TEXTO SELECIONADO:
▼

Isso é muito Black Mirror: 5 tecnologias da série que já existem na vida real
O hype é forte com a proximidade da estreia da nova temporada de Black Mirror, anunciada pelo Netflix para o dia 29 de dezembro.
A série consegue apresentar, com maestria, os conflitos e dramas da psiquê humana ao lidar com os avanços da tecnologia. De forma irônica, parece que nossa mente (e sociedade) não está preparada para lidar com todas as possibilidades e desdobramentos éticos de nossas próprias criações.
Apesar da maior parte dos episódios de Black Mirror se situarem em contextos futuristas, muitas das tecnologias apresentadas na série de fato já existem no mundo atual. E isso é realmente assustador.
Selecionamos 5 tecnologias mostradas em Black Mirror que já são realidade:
1 – Ranking Social – “Nosedive” (3ª temporada)
Achei o seu “bom dia” debochado, vou te dar uma má avaliação
Em “Nosedive” (Queda Livre) somos apresentados a um mundo em que as relações sociais são intermediadas por um aplicativo em que as pessoas podem dar notas umas as outras. Neste mundo, qualquer olhar torto ou indelicadeza pode gerar um nota negativa, que influenciaria a avaliação geral de uma pessoa e limitaria suas oportunidades de futuras interações sociais.
Neste episódio, Black Mirror nos mostra um mundo bastante cruel e dominado pela falsidade. Essa é a grande proeza de Black Mirror: conseguir jogar na nossa cara uma crítica direta ao nosso comportamento, mas disfarçada de ficção em um futuro ainda distante de nós. O episódio critica o modo que usamos redes sociais, onde ostentamos uma vida perfeita para melhorar nossa imagem perante nosso iguais e ganhar likes, a moeda de aprovação do mundo atual.
“Nosedive”, no entanto, eleva este comportamento à décima potência, a medida que a tecnologia mostrada no episódio integra o “mundo real” com as redes sociais, o que obriga os personagens a serem sempre simpáticos e viverem uma vida aparentemente perfeita. Isto faz com que a personagem principal, interpretada por Bryce Dallas Howard (Jurassic World), desenvolva uma insegurança exagerada, buscando a constante aprovação das pessoas com que convive.
O comportamento de avaliação já está presente no mundo atual em diversas plataformas de serviços, como Uber, Trip Advisor, entre outras. No entanto, o jogo começa a virar quando a avaliação é usada para os cidadãos comuns.
Sistema de Crédito Social Chinês, ilustrado por Kevin Hong
A China, por exemplo, já começou experimentos com o chamado “Sistema de Crédito Social”, uma nota individual afetada por critérios como histórico de crédito, cumprimento de prazos, características pessoais, comportamentos e relacionamentos interpessoais. Esta avaliação seria o principal critério para decidir se alguém poderia pegar dinheiro emprestado, matricular seus filhos nas melhores escolas, conseguir os melhores quartos em hotéis, ou mesas nos restaurantes mais disputados.

▲

DADOS FORNECIDOS:
▼

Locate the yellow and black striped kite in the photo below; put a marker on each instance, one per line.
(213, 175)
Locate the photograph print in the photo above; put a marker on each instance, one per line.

▲

PARTES DO EXERCÍCIO:
- 1) Segundo o texto sobre Black Mirror, para que data foi anunciada a estreia da nova temporada da série?
- 2) De acordo com o texto sobre Black Mirror, por que a personagem principal de "Nosedive" desenvolve uma insegurança exagerada?

RESPOSTAS DOS EXERCÍCIOS:
- 1) Para o dia 29 de dezembro.

- 2) A tecnologia mostrada no episódio integra o "mundo real" com as redes sociais. Isso obriga os personagens a serem sempre simpáticos e a viverem uma vida aparentemente perfeita. Em consequência, a personagem passa a buscar constantemente a aprovação das pessoas com quem convive.